***** Material shown

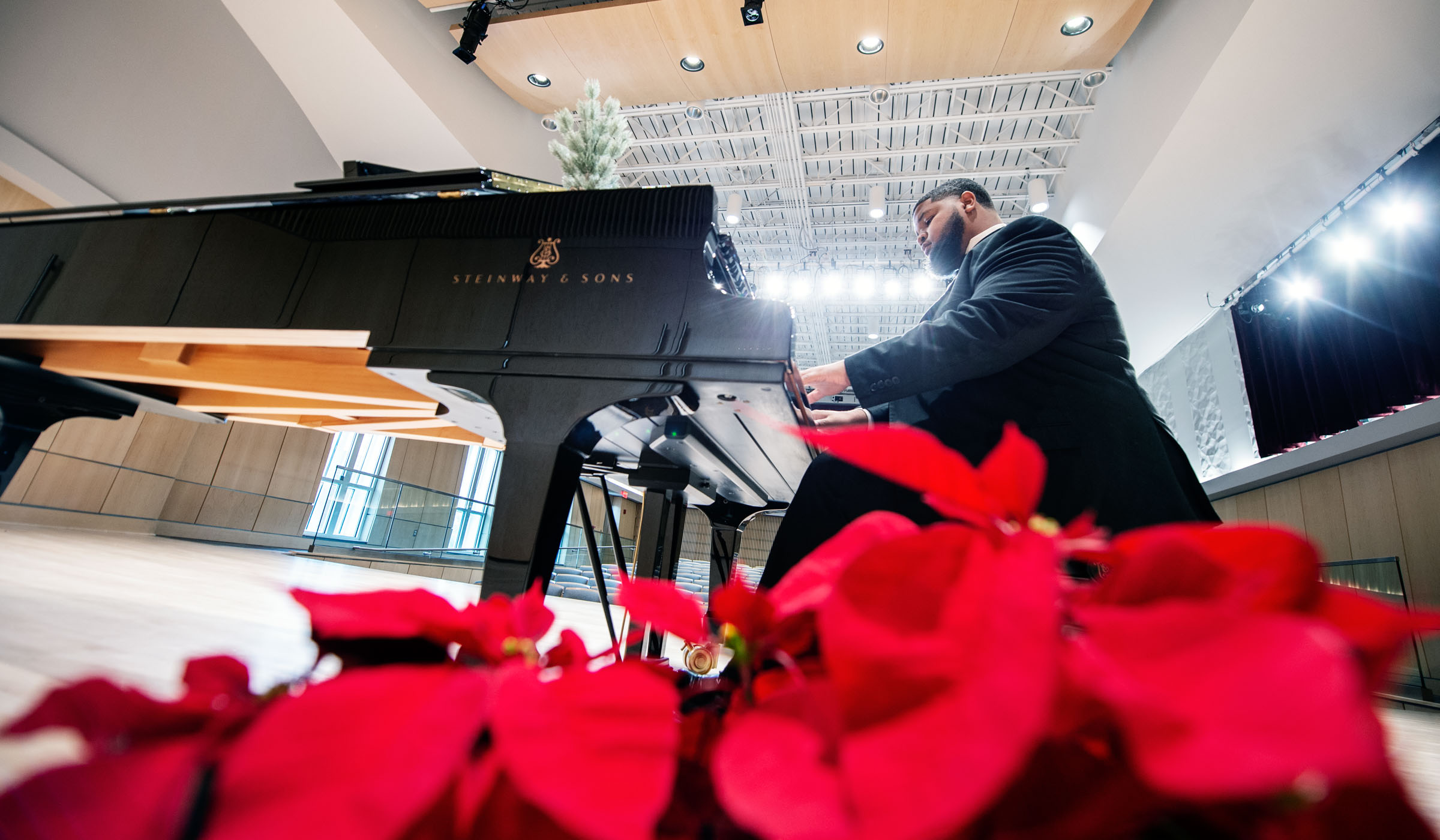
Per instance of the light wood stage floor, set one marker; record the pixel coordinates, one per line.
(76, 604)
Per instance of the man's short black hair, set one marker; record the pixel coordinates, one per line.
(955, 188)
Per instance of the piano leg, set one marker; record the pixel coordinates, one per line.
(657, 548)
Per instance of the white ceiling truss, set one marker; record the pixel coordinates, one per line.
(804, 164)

**********

## Stated goal
Rewrite every line of the listing with "marker" swapped for "point" and nothing else changed. Leave out the pictures.

## Exercise result
Per instance of the light wood stage floor, set one point; record the pixel coordinates, one per line.
(76, 604)
Per instance of the man's short black hair, set one point; record the pixel coordinates, one per line.
(955, 188)
Per instance of the piano leg, set one point; record the pixel coordinates, one per line.
(657, 548)
Per instance of the white ceiling truss, set one point; record the pixel coordinates, one per line.
(804, 164)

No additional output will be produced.